On Nov 6, 2011, at 12:58 PM, Alexander Best wrote:

> On Sun Nov  6 11, Dimitry Andric wrote:
>> On 2011-11-06 21:33, Alexander Best wrote:
>> ... 
>>> the problem is, something like
>>> 
>>> uint x;
>>> 
>>> if (x < 0) ...
>>> 
>>> clang will warn about this, yet it is 100% valid code so my vote would be to
>>> make such an error into a warning.
>> 
>> Sorry, but checking something unsigned to be smaller than zero is bogus,
>> or at the least superfluous, and it's perfectly sane to warn about this,
>> especially since the compiler is not going to emit code for it at all.
> 
> there was a discussion with the topic
> "disable -Wtautological-compare for clang" on freebsd-toolchain@ and most of
> the devs considered this code *not* to be bogus. ;)

Tautologic checks are good because they may find problems you never thought 
about. The examples pointed out are quite simple and are missing the point. You 
have to thinking about crazy macros.

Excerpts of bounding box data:
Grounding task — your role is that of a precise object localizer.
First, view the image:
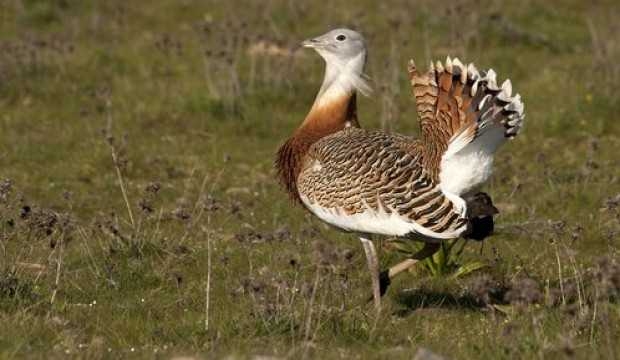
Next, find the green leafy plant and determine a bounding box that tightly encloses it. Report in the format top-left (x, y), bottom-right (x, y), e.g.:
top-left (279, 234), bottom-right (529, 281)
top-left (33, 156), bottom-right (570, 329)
---
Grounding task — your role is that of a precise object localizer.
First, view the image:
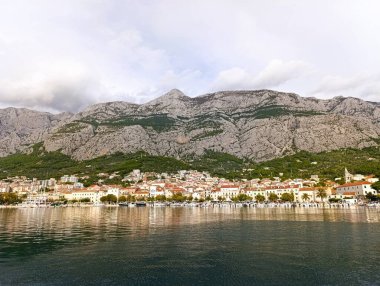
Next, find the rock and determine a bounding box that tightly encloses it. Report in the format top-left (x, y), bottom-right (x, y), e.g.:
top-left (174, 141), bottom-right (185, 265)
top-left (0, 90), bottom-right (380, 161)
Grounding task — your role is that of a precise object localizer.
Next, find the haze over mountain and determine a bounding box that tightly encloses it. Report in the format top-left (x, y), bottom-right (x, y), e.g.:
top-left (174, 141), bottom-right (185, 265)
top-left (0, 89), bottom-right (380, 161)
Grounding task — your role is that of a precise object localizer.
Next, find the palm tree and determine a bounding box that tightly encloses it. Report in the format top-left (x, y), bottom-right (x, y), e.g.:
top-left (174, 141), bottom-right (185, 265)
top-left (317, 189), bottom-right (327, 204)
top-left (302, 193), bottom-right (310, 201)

▶ _Tasks to carry out_:
• 1. Edit the clang warning discussion between "Tautologic checks are" and "about crazy macros.", inclusive, so that "crazy macros" becomes "complex macros".
• 2. Resume the clang warning discussion after its final sentence.
None of the bounding box data is needed.

▶ _The responses_:
• 1.
Tautologic checks are good because they may find problems you never thought 
about. The examples pointed out are quite simple and are missing the point. You 
have to thinking about complex macros.

• 2.
The only argument against this tautological check that I agree with is when the 
code is explicitly trying to be safe. If the developer checks for "i < 0" when 
indexing an array he/she is trying to guard against possible pitfalls in the 
future when someone suddenly decides to change the variable type to become 
signed. One possible security vulnerability was avoided because that developer 
checked for negative values.
I'm against turning this off by default, but it should not cause an error.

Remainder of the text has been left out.